次の(a)〜(c)は、中国人観光客の消費についての抜粋の内容と合っていますか。それぞれ「はい」か「いいえ」で答え、判断の決め手となる抜粋中の語句をそのまま引用してください。
(a) 2018年の中国人観光客1人あたりのショッピング平均消費額は、2017年より減った。
(b) 「祭姪文稿」の会期中に来場した中国人観光客は、約10万人と推計された。
(c) 蕭さんは日本語がわかったので、地下鉄を乗り換えて代官山の蔦屋書店にたどり着けた。
***** 文書の抜粋 *****
ここ数年、日本旅行の人気が高まる中、中国人観光客の消費モデルが徐々に転換していることが注目される。以前は炊飯器や便座を「爆買い」していたのが、楽しむための消費や体験するための消費へとバージョンアップを遂げている。

中国文化・観光部も報告書「2019年国慶節連休期間文化・観光市場状況」の中で、「数年前には長期連休になると中国人は海外へ行って爆買いをしていたが、今年の連休のアウトバウンド客は心身をリラックスさせることをより重視し、便座や風邪薬や炊飯器などを買いあさったり、小型コンテナで商品を大量に中国まで運んだりといった現象はまれになった」と指摘した。

日本の観光庁が発表した「訪日外国人消費動向調査」のデータによると、17年には中国人観光客の1人あたり平均消費額は、宿泊が4万7690円、飲食が3万8258円、娯楽・レジャーが5550円、ショッピングが11万9319円だったが、18年は宿泊4万7854円、飲食3万9984円、娯楽・レジャー7998円、ショッピング11万2104円だった。この数字からみえるのは、ショッピングが減少した一方で、娯楽・レジャーが増加したことだ。

単純なショッピング旅行ではなく、文化消費にお金を使いたいと考える中国人観光客が増えている。日本へコンサートを聴きに行く、特別な展覧会を鑑賞するなどだ。19年初めには、台北の故宮博物院が東京国立博物館に貸し出した顔真卿の真筆「祭姪文稿」が日本で大きな反響を呼んだだけでなく、中国人観光客も数万人単位で日本へ行き顔真卿の名品をその目で見た。観光庁の推計では、1月16日から2月24日までの会期中、中国人観光客約5万人が来場したという。

中国人観光客の蕭さんは国慶節の前日夕方に初めて東京へやって来た。日本語がわからないにもかかわらず、地下鉄を乗り換えて、代官山の蔦屋書店にたどり着いた。書店から出てくるとモーメンツで、「世界で最も美しい10大書店の1つとされる蔦谷書店は、その名の通り美しい書店だった。地下鉄の終電が午前0時じゃなかったら、閉店する2時までずっとここにいたかった」と発信した。
***** 記録データ *****
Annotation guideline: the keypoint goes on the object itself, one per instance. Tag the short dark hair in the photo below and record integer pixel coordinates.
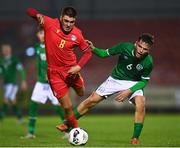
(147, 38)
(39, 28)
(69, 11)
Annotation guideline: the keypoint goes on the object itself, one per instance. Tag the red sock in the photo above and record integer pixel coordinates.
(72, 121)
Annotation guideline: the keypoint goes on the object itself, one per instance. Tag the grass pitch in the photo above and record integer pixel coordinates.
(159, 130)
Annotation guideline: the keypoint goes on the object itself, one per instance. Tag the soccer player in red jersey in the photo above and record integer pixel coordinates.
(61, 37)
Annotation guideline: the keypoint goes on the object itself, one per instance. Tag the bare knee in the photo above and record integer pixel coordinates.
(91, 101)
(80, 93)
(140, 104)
*****
***** 記録データ *****
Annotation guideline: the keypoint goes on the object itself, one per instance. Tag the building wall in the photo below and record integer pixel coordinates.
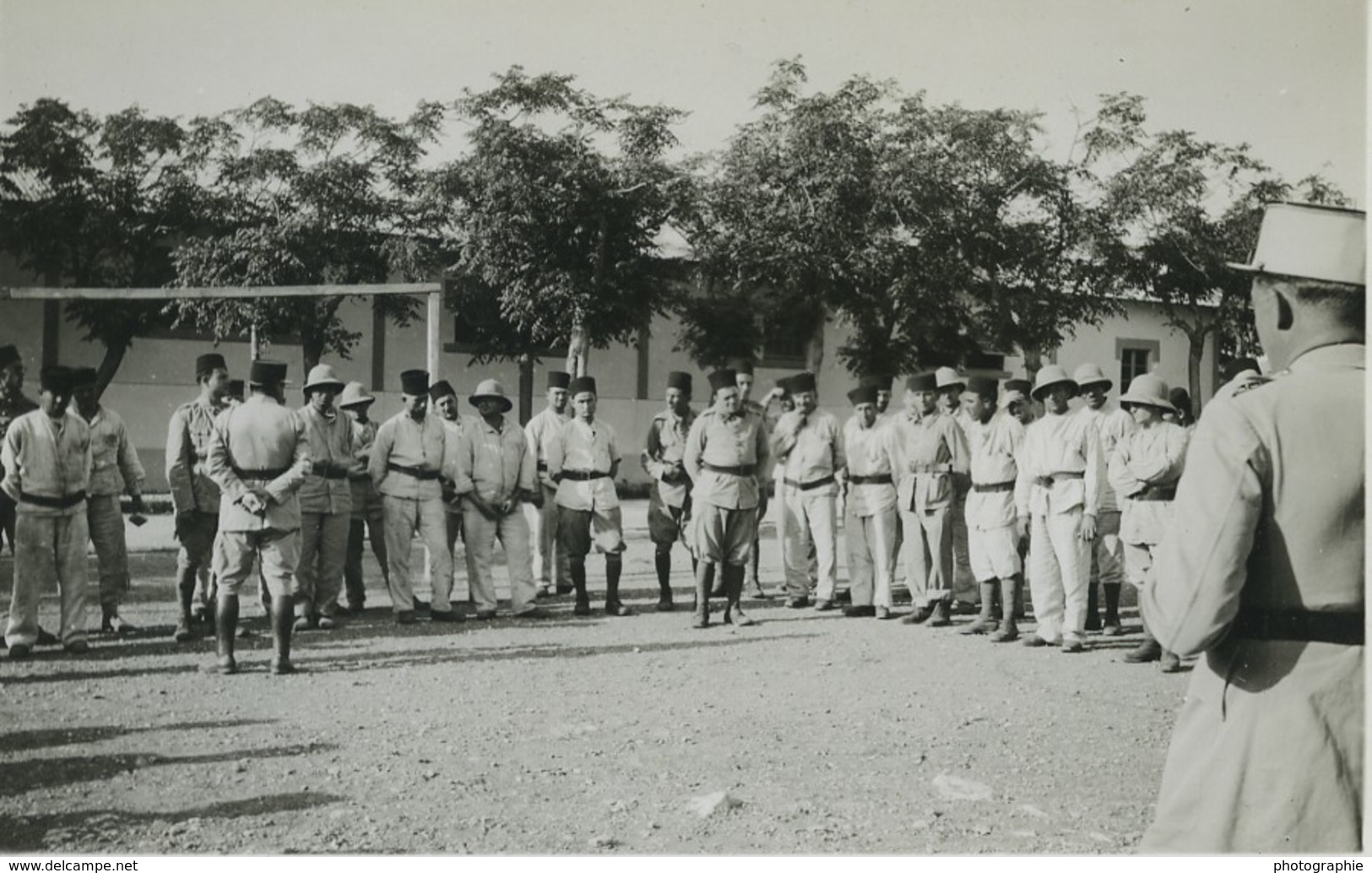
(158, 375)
*****
_完成した課題_
(a) はい。「ショッピングが減少した一方で、娯楽・レジャーが増加した」
(b) いいえ。「中国人観光客約5万人が来場した」
(c) いいえ。「日本語がわからないにもかかわらず、地下鉄を乗り換えて、代官山の蔦屋書店にたどり着いた」